At the outset, we wish to dispose of the argument made in the brief of the appellants that the writ was improperly allowed because "there was no adverse action or proceeding against the prosecutors" and that "the ordinance * * * has never been enforced against the prosecutors, nor have they applied for any licenses." We do not find any merit in this argument. The court below pointed out "The right to institute the action was not challenged until oral argument on the writ. It is then too late to challenge the stand of the prosecutor." Moreover, the uncontradicted testimony indicates that the respondents are the only persons engaged in the business of selling used automobiles from vacant lots within the Borough of East Paterson and, accordingly, are the only ones directly affected by the ordinance. A complete answer to the appellants' argument is found in the case of Gurland v. Kearny, 128 N.J.L. 22 , in which the court said:
"Prosecutor here has a live, direct and substantial pecuniary interest in * * * the ordinance. It is an interest which is peculiar to him. It seriously affects his business. * * *
"In that circumstance, it appears to us, and we so hold, that reason and justice utterly fail to support the general requirement that one, as prosecutor here, should first submit to a prosecution based upon an invalid but separable provision of an ordinance, and thus subject himself to the penalties for the violation thereof, to the waste of time and money incident to his defense thereto, and appeal therefrom, especially when, as here, the proofs stand unchallenged."
We now come to an examination of some of the provisions of the ordinance under attack.
Section 3 of the ordinance provides, inter alia, "nor shall said license be assignable or transferable in any manner." The ordinance in the Chaiet case provided that the license was not transferable or assignable, except with the consent of the City Council. There may be circumstances under which there could be no reasonable basis for denying a transfer or assignment, for example, in the case of the death of a licensee, or in case of a bona fide sale, or by operation of law. To absolutely preclude an assignment or transfer of a license "in any manner" as this ordinance provides seems unreasonable and arbitrary.

-*-*-

Task list:
1) In the court opinion, which case is cited as a complete answer to the appellants' argument?
2) Repeat the court opinion's passage between "We now come" and "unreasonable and arbitrary.", inclusive, substituting "Borough Council" for "City Council".
3) Do these statements agree with the court opinion? Answer yes or no for each, quoting the words that decide it. (a) The license under the ordinance under attack may be transferred with the consent of the City Council. (b) The respondents are the only persons selling used automobiles from vacant lots in the Borough of East Paterson. (c) The right to institute the action was challenged before oral argument on the writ.
The listing plays no part in any task.

Data segment:
-*-*-

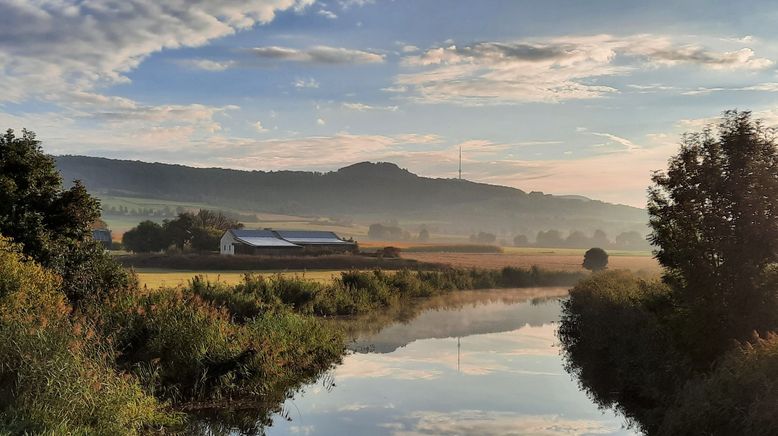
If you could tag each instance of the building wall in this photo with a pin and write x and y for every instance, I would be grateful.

-*-*-

Task results:
1) Gurland v. Kearny, 128 N.J.L. 22.

2)
We now come to an examination of some of the provisions of the ordinance under attack.
Section 3 of the ordinance provides, inter alia, "nor shall said license be assignable or transferable in any manner." The ordinance in the Chaiet case provided that the license was not transferable or assignable, except with the consent of the Borough Council. There may be circumstances under which there could be no reasonable basis for denying a transfer or assignment, for example, in the case of the death of a licensee, or in case of a bona fide sale, or by operation of law. To absolutely preclude an assignment or transfer of a license "in any manner" as this ordinance provides seems unreasonable and arbitrary.

3)
(a) No: "nor shall said license be assignable or transferable in any manner."
(b) Yes: "the respondents are the only persons engaged in the business of selling used automobiles from vacant lots within the Borough of East Paterson"
(c) No: "The right to institute the action was not challenged until oral argument on the writ."